▶ **Written problem A**: Can you rework the passage on community geography from "Thinking About Small" up to and including "with these activities?", with "organizational forms" in place of "institutional forms"?
▶ **Written problem B**: Can you shift the records from their start up to and including the line with "M 173 56 L 168" by adding 18 to every outline coordinate in the answers? Reproduce all of those lines, requests included, and nothing else.
BEGIN Quoted text
IV. A Newer Geography of Hope

The preceding analysis suggests that social capital is the key to mobilizing and enhancing the more tangible benefits of communities. It is important to consider the scale at which various kinds of activities occur, how formal the boundaries are that either constrain or enable activities, and since the capital is social, who gets to be involved.

       Consider the question of just where communities are. From an administrative point of view, the United States is currently composed of fifty states, 3,000 counties, 24,000 municipalities and another 64,000 townships and special service districts, plus an unknown number of wards within these towns and villages.126 From an ecological point of view, the boundaries are much fuzzier and relate more to the distribution of natural resources: is the U.S. composed of a handful of geological regions, dozens of airshed transport regions, or hundreds if not thousands of riverine watersheds?127 And from the social perspective, home and neighborhood is where you have identity (Wendell Berry: if you don't know where you are, you can't know who you are). While much has been written about the "placeless" nature of the evolving information economy, it also appears that in many ways, the newer complexities of life require more face to face interaction than ever.128

Thinking About Small Places: Putting the Place Back Into Marketplace

What are some of the institutional forms that place-based initiatives take, and and what are the geographies that go with these activities?
END Quoted text
BEGIN Data section
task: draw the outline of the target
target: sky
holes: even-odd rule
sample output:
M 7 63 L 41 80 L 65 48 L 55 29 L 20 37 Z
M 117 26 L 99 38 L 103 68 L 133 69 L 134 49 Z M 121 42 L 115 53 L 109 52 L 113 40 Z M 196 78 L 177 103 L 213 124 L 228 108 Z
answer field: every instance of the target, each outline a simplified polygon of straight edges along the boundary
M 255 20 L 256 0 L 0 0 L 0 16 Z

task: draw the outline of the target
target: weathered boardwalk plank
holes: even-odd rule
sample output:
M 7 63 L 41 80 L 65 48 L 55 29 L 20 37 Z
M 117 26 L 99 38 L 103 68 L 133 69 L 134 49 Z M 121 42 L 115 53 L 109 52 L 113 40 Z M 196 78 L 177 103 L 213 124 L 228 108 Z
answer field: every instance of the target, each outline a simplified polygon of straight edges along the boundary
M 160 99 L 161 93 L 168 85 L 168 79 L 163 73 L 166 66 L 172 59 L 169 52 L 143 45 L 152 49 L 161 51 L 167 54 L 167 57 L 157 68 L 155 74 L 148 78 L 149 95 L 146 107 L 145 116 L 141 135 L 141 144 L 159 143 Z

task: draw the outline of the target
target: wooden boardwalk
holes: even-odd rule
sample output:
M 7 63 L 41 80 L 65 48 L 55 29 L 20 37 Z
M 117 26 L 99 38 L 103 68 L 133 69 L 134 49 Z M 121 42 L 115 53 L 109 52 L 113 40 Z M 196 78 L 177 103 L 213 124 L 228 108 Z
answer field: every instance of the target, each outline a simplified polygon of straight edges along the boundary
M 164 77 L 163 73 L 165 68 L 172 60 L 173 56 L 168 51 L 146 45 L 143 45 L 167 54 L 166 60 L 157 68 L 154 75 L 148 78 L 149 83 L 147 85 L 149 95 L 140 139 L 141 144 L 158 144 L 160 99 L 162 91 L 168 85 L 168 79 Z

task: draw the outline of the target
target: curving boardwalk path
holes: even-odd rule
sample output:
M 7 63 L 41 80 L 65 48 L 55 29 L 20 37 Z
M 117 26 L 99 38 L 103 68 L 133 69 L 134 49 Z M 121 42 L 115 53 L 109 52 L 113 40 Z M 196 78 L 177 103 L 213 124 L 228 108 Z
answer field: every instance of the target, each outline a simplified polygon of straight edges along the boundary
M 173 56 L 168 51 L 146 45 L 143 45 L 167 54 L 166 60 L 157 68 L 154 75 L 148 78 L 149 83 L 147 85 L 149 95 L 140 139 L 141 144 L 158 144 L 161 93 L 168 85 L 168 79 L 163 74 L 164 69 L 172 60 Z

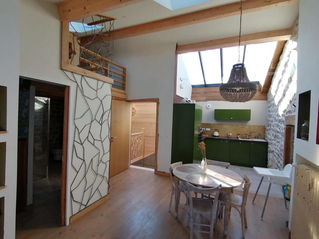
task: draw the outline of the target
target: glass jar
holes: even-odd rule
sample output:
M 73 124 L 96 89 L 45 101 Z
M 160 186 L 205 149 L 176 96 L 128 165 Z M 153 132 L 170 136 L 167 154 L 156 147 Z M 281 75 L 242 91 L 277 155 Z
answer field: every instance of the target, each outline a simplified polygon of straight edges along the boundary
M 202 160 L 202 163 L 201 164 L 201 171 L 202 174 L 206 174 L 206 170 L 207 170 L 207 162 L 206 162 L 206 158 L 203 158 Z
M 301 126 L 300 138 L 302 139 L 308 140 L 309 139 L 309 121 L 305 120 Z

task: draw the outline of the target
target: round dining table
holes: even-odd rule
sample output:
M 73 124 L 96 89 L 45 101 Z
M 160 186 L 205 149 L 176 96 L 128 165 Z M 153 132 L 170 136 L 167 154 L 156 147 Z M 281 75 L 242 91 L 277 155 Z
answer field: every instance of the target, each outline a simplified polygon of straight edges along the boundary
M 238 174 L 231 170 L 219 166 L 207 164 L 206 174 L 201 173 L 201 165 L 189 163 L 180 165 L 173 169 L 175 185 L 180 181 L 187 182 L 190 184 L 205 188 L 211 188 L 221 185 L 221 191 L 225 194 L 226 202 L 224 217 L 224 235 L 227 235 L 228 222 L 230 213 L 230 199 L 232 189 L 242 185 L 243 181 Z M 175 211 L 178 215 L 178 189 L 175 188 Z

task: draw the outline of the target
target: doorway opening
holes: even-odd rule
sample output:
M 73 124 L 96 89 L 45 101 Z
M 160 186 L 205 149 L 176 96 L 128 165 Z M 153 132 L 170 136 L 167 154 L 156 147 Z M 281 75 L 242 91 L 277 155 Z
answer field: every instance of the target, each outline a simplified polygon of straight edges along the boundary
M 157 170 L 158 101 L 155 99 L 129 101 L 132 109 L 130 164 L 152 171 Z
M 65 225 L 68 86 L 20 77 L 16 236 Z

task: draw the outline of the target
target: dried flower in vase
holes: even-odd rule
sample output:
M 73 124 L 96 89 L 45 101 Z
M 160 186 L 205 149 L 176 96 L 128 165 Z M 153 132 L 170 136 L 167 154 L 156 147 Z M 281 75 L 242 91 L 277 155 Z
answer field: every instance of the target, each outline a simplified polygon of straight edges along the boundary
M 200 150 L 201 153 L 203 156 L 203 157 L 206 157 L 206 146 L 204 141 L 198 143 L 198 148 Z

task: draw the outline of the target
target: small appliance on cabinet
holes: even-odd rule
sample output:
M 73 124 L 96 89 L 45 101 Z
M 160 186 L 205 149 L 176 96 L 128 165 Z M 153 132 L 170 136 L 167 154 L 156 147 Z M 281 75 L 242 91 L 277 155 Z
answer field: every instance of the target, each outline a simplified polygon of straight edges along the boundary
M 196 104 L 174 104 L 171 162 L 192 163 L 201 160 L 200 142 L 203 108 Z

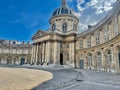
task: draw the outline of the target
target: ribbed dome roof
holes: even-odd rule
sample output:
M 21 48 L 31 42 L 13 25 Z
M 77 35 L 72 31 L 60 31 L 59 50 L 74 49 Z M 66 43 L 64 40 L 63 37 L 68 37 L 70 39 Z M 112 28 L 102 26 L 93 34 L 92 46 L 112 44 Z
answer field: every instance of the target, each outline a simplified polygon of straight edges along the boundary
M 74 16 L 74 11 L 69 8 L 66 4 L 66 0 L 62 0 L 62 6 L 60 8 L 57 8 L 52 16 L 58 16 L 58 15 L 71 15 Z
M 67 15 L 74 16 L 74 11 L 68 7 L 61 7 L 61 8 L 57 8 L 53 12 L 52 16 L 61 15 L 61 14 L 67 14 Z

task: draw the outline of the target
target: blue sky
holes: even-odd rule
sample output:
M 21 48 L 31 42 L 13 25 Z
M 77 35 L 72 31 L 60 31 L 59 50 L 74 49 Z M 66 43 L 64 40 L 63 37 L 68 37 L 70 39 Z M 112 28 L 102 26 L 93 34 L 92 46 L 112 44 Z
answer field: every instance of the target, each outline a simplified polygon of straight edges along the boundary
M 115 0 L 68 0 L 80 19 L 80 32 L 100 21 L 113 3 Z M 61 0 L 0 0 L 0 39 L 31 41 L 35 32 L 49 28 L 52 12 L 60 4 Z

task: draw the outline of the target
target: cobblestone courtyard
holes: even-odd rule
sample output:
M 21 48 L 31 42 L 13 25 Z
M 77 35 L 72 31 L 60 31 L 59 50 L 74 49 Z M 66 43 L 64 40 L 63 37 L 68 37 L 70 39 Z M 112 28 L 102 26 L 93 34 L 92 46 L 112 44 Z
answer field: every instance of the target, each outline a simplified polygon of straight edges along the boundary
M 120 75 L 106 72 L 44 66 L 2 66 L 0 71 L 0 90 L 120 90 Z

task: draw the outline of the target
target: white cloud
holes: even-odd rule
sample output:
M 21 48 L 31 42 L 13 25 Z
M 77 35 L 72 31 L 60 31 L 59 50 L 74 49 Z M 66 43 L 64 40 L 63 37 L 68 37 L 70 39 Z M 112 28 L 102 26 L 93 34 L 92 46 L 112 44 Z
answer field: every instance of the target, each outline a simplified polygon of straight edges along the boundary
M 87 29 L 88 25 L 97 24 L 108 11 L 113 8 L 113 3 L 116 0 L 68 0 L 72 3 L 76 2 L 77 12 L 75 13 L 79 19 L 79 31 L 82 32 Z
END Data section
▶ **Correct output A**:
Thinking About Small Places: Putting the Place Back Into Marketplace

What are some of the organizational forms that place-based initiatives take, and and what are the geographies that go with these activities?

▶ **Correct output B**:
task: draw the outline of the target
target: sky
holes: even-odd rule
sample output:
M 7 63 L 41 80 L 65 48 L 55 29 L 20 37 Z
M 117 26 L 99 38 L 103 68 L 133 69 L 134 49 Z M 121 42 L 115 53 L 109 52 L 113 40 Z M 196 78 L 177 103 L 213 124 L 228 108 Z
answer field: every instance of the target, each outline a simplified polygon of straight edges along the boundary
M 273 38 L 274 18 L 18 18 L 18 34 Z

task: draw the outline of the target
target: weathered boardwalk plank
holes: even-odd rule
sample output:
M 7 63 L 41 80 L 65 48 L 55 29 L 20 37 Z
M 117 26 L 99 38 L 103 68 L 133 69 L 134 49 Z M 121 42 L 115 53 L 109 52 L 113 40 Z M 196 78 L 177 103 L 213 124 L 228 108 Z
answer field: every instance of the target, each outline a simplified polygon of straight edges along the boundary
M 178 117 L 179 111 L 186 103 L 186 97 L 181 91 L 184 84 L 190 77 L 187 70 L 161 63 L 170 67 L 179 69 L 185 72 L 185 75 L 175 86 L 173 92 L 166 96 L 167 113 L 164 125 L 163 134 L 159 153 L 159 162 L 177 161 Z

task: draw the outline of the target
target: wooden boardwalk
holes: even-odd rule
sample output:
M 7 63 L 41 80 L 65 48 L 55 29 L 20 37 Z
M 117 26 L 99 38 L 103 68 L 133 69 L 134 49 Z M 121 42 L 115 53 L 109 52 L 113 40 Z M 196 78 L 177 103 L 213 124 L 228 108 Z
answer field: every instance of the target, each outline a simplified polygon of straight edges along the boundary
M 182 95 L 181 91 L 183 86 L 190 78 L 191 74 L 186 69 L 164 63 L 161 63 L 185 72 L 184 78 L 175 86 L 172 93 L 166 96 L 167 101 L 165 103 L 167 113 L 158 157 L 159 162 L 176 162 L 178 117 L 180 109 L 186 103 L 186 97 Z

task: draw the outline of the target
target: curving boardwalk path
holes: even-odd rule
sample output:
M 7 63 L 41 80 L 65 48 L 55 29 L 20 37 Z
M 117 26 L 99 38 L 103 68 L 133 69 L 134 49 Z M 121 42 L 115 53 L 109 52 L 113 40 Z M 196 78 L 177 103 L 213 124 L 228 108 Z
answer field: every instance of the target, each outline a simplified polygon of straight edges along the boundary
M 191 74 L 186 69 L 164 63 L 161 63 L 185 72 L 184 78 L 175 86 L 172 93 L 166 96 L 167 101 L 165 103 L 167 113 L 158 157 L 159 162 L 176 162 L 179 111 L 186 103 L 186 97 L 181 92 L 182 87 L 190 78 Z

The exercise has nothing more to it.